Friday, January 18, 2019

ORANGE WAKE UP CAKE

With Christmas and New Year's Day falling on Tuesday, it meant it had been weeks since the last time I had volunteered when I went in Tuesday. It was so crazy I even got confused when I signed up for January the week before Christmas and signed up to work on Tuesday the 8th. I realized my mistake when they posted a picture of the week on Facebook and commented that I couldn't come in, even though I had signed up to, on Tuesday because it was my day to go to Blankets of Hope at the church. So it had been four weeks since the last time I had been in. That's four desserts I had not made and shared with you. Gosh! That's a lot! 😋 

I spent a little while looking for just the right cake to make since it had been so long. I finally found this Orange Wake Up Cake in a booklet cookbook called Favorite Recipes  Duncan Hines BAKE Your Best. The cake was intended to be made in two nine-inch round cake pans but a Tip at the bottom of the page said it could also be baked in a 9 x 13 - inch pan and follow the box directions for baking time. That worked out great for me since I usually take either a 9 x 13 - inch cake or a Bundt cake. I did change the oven temperature and the baking time since that's what the recipe said. Well, it didn't say to change the oven temperature but since it was different than the box instructions, I decided to do so. It worked out perfect with the lower temperature so I am glad I did.

→ **DATASET CONTENT**

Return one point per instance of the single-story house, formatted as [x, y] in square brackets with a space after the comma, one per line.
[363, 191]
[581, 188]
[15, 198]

→ **AIM OF THE EXERCISE**
How might the Orange Wake Up Cake post above continue? Write the next part, beginning right after its final sentence.

→ **RESULT**
Click here for a printable version of just the recipe.


ORANGE WAKE UP CAKE

CAKE
1       package yellow cake mix
3       egg whites
1-1/4 cups water
1/3    cup oil
1       tablespoon grated orange peel (I used dried orange peel)

TOPPING
1/2    cup chopped pecans
1/3    cup firmly packed brown sugar
1/4    cup fine graham cracker crumbs
2       tablespoons margarine, melted (I used butter)
1       tablespoon grated orange peel (I used dried orange peel)
1-1/2 teaspoons ground cinnamon

GLAZE
1       cup powdered sugar
2       tablespoons orange juice

Preheat oven to 350 degrees F. Grease and flour a 9 x 13 - inch baking pan. (If you want to make two single layer cakes, preheat oven to 375 degrees F. Grease and flour two 9 - inch round cake pans.)

For the cake, 
combine the cake mix, egg whites, water, and oil in a large mixing bowl. 
Stir for about 30 seconds to moistened dry cake mix. Scrape the sides of the bowl, and 
then increase speed to medium and beat for 2 minutes. Fold in grated orange peel. (I added the orange peel with the other ingredients since they were dried.) Pour batter into pan(s). (Oops I forgot to take a picture, but I am sure you can imagine what it looked like. 😊)

For the topping, 
combine the chopped pecans, brown sugar, graham cracker, melted butter, orange peel, and cinnamon in smaller bowl. Stir until well mixed. 
(I combined the dry ingredients first and
then added the melted butter.
)
Sprinkle over the batter in the pan(s).


Bake for 25 minutes for larger cake and 25 - 30 minutes for smaller cakes. Check doneness by inserting a toothpick in the center of the cake(s). Toothpick should be clean.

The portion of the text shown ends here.